## How to complete this task
Restate the records in full, so that each line matches the original exactly.

Natural-language object grounding data
───

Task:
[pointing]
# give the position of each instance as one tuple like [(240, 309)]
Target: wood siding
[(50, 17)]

───

## Exercise solution
Task:
[pointing]
# give the position of each instance as one tuple like [(240, 309)]
Target: wood siding
[(50, 17)]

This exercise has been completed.